§ **Description of the task**:
From the entries below, determine the number of lines that contain "backpack". Give that number by itself.

-- Working data follows --

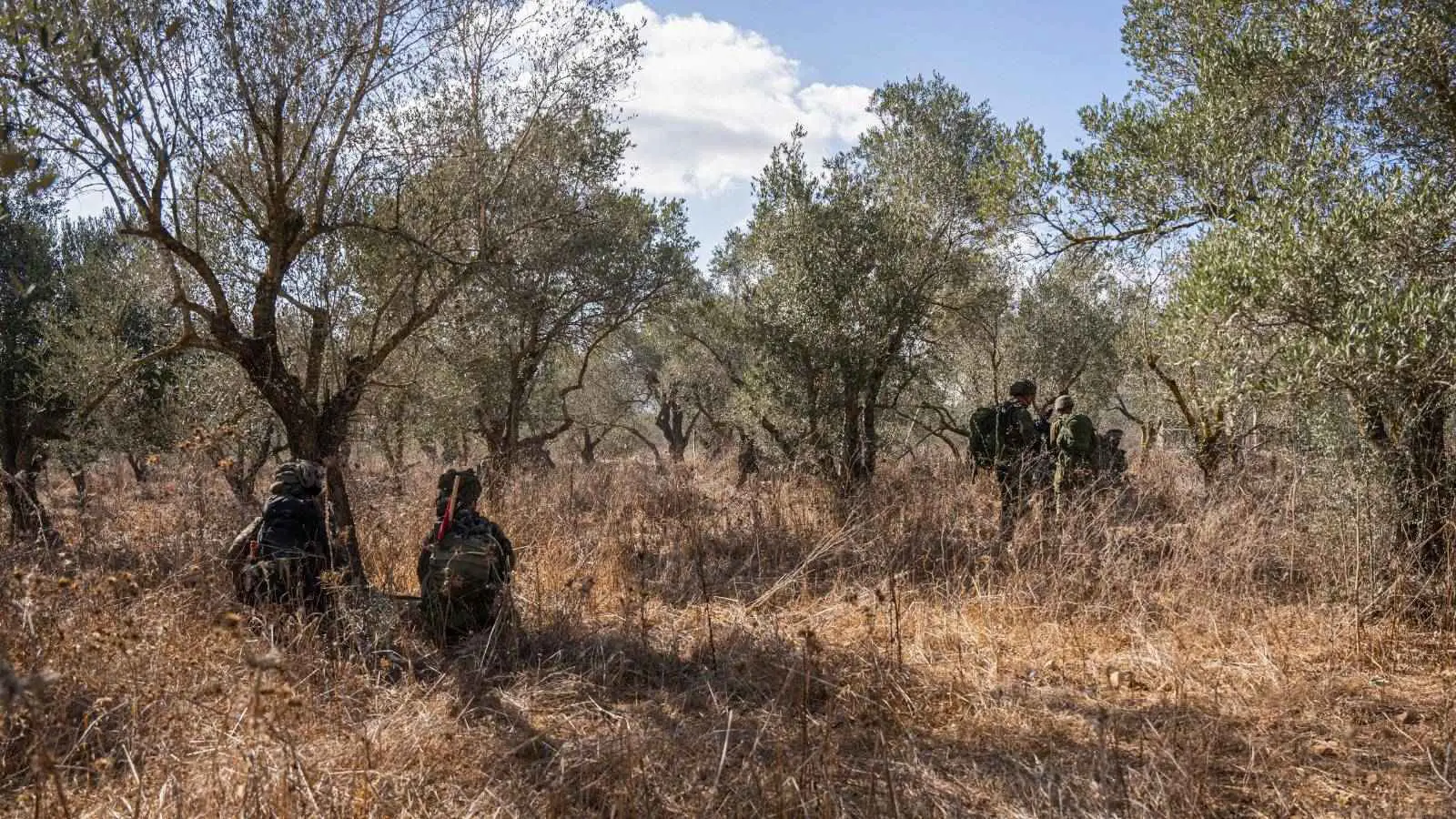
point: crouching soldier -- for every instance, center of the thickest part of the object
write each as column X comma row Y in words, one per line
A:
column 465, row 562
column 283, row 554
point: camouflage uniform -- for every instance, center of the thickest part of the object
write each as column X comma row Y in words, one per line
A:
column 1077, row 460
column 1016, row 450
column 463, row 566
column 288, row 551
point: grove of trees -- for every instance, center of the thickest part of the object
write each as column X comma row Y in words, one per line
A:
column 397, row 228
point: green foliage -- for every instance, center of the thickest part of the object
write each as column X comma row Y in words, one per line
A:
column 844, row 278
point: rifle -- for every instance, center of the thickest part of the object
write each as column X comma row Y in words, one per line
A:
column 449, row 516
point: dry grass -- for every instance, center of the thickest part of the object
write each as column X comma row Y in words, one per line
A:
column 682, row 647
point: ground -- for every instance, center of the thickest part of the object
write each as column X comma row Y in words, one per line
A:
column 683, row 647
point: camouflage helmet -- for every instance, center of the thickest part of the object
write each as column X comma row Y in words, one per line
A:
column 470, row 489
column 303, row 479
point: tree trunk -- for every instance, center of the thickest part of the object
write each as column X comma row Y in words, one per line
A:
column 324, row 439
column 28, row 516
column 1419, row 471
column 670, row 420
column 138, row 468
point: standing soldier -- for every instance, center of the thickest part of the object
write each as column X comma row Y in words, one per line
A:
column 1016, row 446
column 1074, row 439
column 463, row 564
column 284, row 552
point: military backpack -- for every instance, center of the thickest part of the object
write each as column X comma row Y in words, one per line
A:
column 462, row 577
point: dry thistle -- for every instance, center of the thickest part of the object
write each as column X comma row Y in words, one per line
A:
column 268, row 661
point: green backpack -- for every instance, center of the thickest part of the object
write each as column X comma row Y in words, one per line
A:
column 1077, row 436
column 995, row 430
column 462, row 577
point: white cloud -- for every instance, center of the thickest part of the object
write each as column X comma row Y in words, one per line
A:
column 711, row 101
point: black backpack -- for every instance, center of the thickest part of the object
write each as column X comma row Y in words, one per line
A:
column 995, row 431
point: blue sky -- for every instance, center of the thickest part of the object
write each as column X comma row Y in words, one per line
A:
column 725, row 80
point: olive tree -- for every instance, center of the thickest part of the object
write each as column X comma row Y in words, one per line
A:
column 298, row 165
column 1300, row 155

-- Working data concluded --

§ **Answer to this problem**:
3